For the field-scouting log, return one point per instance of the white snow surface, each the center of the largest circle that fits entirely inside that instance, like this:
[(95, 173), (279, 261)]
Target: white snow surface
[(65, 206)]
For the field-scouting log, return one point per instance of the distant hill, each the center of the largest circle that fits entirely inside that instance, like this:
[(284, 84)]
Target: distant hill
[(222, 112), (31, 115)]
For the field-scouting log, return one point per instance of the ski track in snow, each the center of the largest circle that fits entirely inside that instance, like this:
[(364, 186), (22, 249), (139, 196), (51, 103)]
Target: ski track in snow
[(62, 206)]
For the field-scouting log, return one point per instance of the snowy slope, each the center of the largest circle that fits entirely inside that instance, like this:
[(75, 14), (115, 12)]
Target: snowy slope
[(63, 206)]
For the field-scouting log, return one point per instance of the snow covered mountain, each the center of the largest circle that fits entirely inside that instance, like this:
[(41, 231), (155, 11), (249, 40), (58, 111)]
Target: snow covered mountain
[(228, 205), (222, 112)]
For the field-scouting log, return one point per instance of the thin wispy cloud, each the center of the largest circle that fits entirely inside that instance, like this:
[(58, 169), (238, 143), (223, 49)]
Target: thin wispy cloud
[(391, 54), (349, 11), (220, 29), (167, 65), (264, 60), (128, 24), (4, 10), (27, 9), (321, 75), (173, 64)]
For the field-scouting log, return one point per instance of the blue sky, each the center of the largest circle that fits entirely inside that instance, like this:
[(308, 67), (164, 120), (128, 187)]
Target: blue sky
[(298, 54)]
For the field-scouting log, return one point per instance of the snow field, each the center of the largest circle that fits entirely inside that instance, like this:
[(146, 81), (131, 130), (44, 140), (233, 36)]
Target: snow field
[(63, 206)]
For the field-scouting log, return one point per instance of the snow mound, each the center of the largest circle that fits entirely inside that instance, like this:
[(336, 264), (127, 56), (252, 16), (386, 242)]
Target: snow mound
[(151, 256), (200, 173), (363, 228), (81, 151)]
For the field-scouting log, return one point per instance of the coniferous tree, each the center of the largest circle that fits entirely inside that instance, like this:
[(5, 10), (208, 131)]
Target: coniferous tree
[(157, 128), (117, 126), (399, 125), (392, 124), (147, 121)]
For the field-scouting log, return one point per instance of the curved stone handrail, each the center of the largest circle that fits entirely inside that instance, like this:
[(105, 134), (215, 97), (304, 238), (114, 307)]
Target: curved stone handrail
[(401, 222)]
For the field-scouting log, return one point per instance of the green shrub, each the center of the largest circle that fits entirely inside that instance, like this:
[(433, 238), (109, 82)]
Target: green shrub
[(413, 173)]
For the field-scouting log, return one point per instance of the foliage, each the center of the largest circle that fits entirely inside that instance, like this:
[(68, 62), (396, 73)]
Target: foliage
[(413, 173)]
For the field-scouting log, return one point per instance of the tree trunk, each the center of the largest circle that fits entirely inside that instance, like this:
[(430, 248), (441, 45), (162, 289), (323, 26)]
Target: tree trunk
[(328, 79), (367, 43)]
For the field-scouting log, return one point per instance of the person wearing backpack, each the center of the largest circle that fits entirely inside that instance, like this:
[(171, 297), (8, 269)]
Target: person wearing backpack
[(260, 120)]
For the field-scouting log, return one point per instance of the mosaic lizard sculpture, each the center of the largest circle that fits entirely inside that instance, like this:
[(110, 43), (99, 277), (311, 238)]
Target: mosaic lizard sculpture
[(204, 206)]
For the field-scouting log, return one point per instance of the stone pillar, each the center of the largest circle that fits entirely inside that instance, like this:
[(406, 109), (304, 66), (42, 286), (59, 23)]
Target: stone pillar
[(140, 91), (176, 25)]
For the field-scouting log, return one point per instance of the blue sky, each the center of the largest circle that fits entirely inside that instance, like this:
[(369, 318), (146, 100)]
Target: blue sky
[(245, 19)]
----
_Task description_
In full and without change, transcribe the entries.

_Reply_
For the field-scouting log, return one point per instance of the white snow surface, each the center of the largest circle that fits entirely inside that instance, like this:
[(95, 173), (279, 261)]
Target: white snow surface
[(65, 206)]
For the field-scouting log, return one point per instance of the distant hill, each the center of the largest circle that fits entirely inside that instance, like this:
[(284, 84)]
Target: distant hill
[(222, 112), (31, 115)]
For the field-scouting log, return one point per instance of the ski track in snow, each the center of the largest circle that fits entirely inside that instance, like this:
[(364, 186), (22, 249), (139, 196), (51, 103)]
Target: ski track in snow
[(62, 206)]
For the field-scouting log, return one point per instance of the snowy slope, each the center of the largest circle that fits entirely inside that instance, like this:
[(75, 14), (115, 12)]
Target: snowy slope
[(63, 206)]
For the field-scouting log, return one point per instance of the snow covered mountain, each the center of the largest circle that fits entirely inside that instance, like this:
[(41, 231), (155, 11), (249, 40), (58, 111)]
Target: snow covered mountain
[(228, 205), (222, 112)]
For the field-scouting log, return one point per instance of the thin wispy cloud, each the center of the largest circle that fits entirely inside that instance, like this:
[(58, 169), (238, 143), (223, 49)]
Target: thin wispy cloud
[(391, 54), (349, 11), (220, 29), (167, 65), (264, 60), (128, 24), (4, 10), (27, 9), (321, 75), (173, 64)]
For the field-scouting log, return one point per instance of the blue sky, each the center of the largest circle that fits entirely inside that instance, like this:
[(308, 67), (164, 120), (128, 187)]
Target: blue sky
[(298, 54)]
For the field-scouting log, return one point per instance of the snow field, each the center of the largest circle that fits entirely inside that instance, like this:
[(146, 81), (131, 130), (44, 140), (233, 36)]
Target: snow field
[(63, 206)]
For the field-scouting log, return one point per instance of the snow mound, each the center of the largest circle that fits entirely inside that instance, like this:
[(336, 264), (127, 56), (252, 16), (386, 242)]
Target: snow mound
[(151, 256), (200, 173), (363, 228), (81, 151)]
For the field-scouting log, return one point per instance of the coniferous tree, each the center of the largest circle that fits entirely inside that instance, like this:
[(5, 10), (208, 131)]
Target: coniferous tree
[(157, 128), (117, 126), (399, 125), (392, 124), (147, 121)]
For the field-scouting log, return one point per instance of the curved stone handrail, each the center of the largest circle that fits entirely inside that instance, like this:
[(105, 134), (215, 97), (304, 238), (114, 307)]
Target: curved stone handrail
[(401, 222)]
For the field-scouting log, return one point per instance of the green shrub, each the center of the largest circle that fits entirely inside that instance, like this:
[(433, 238), (109, 82)]
Target: green shrub
[(413, 173)]
For the field-scouting log, return one point per instance of the foliage, each the center of the largest circle that fits entirely inside that instance, like this:
[(68, 62), (396, 73)]
Target: foliage
[(413, 173)]
For the field-scouting log, return one point per instance of the tree trunk, each the center of the largest circle that fits entirely inside that instance, like this:
[(430, 248), (441, 45), (162, 289), (323, 26)]
Target: tree trunk
[(328, 79), (367, 43)]
For the field-scouting log, return one point per instance of the person wearing backpack, each the center of the largest circle that fits entirely inside that instance, like this:
[(171, 297), (8, 269)]
Target: person wearing backpack
[(260, 120)]
For the field-scouting log, return one point per instance of the mosaic lizard sculpture, each the center of the largest circle that fits entirely inside that instance, like this:
[(110, 43), (99, 277), (311, 238)]
Target: mosaic lizard sculpture
[(204, 206)]
For the field-scouting log, return one point per instance of the stone pillar, each the center of the largest circle that fits entirely inside that instance, like this:
[(406, 109), (304, 66), (42, 286), (59, 23)]
Target: stone pillar
[(140, 91), (176, 25)]
For the field-scouting log, return one point per instance of the blue sky, each the center of the largest circle that fits entirely inside that instance, like this:
[(369, 318), (146, 100)]
Target: blue sky
[(245, 19)]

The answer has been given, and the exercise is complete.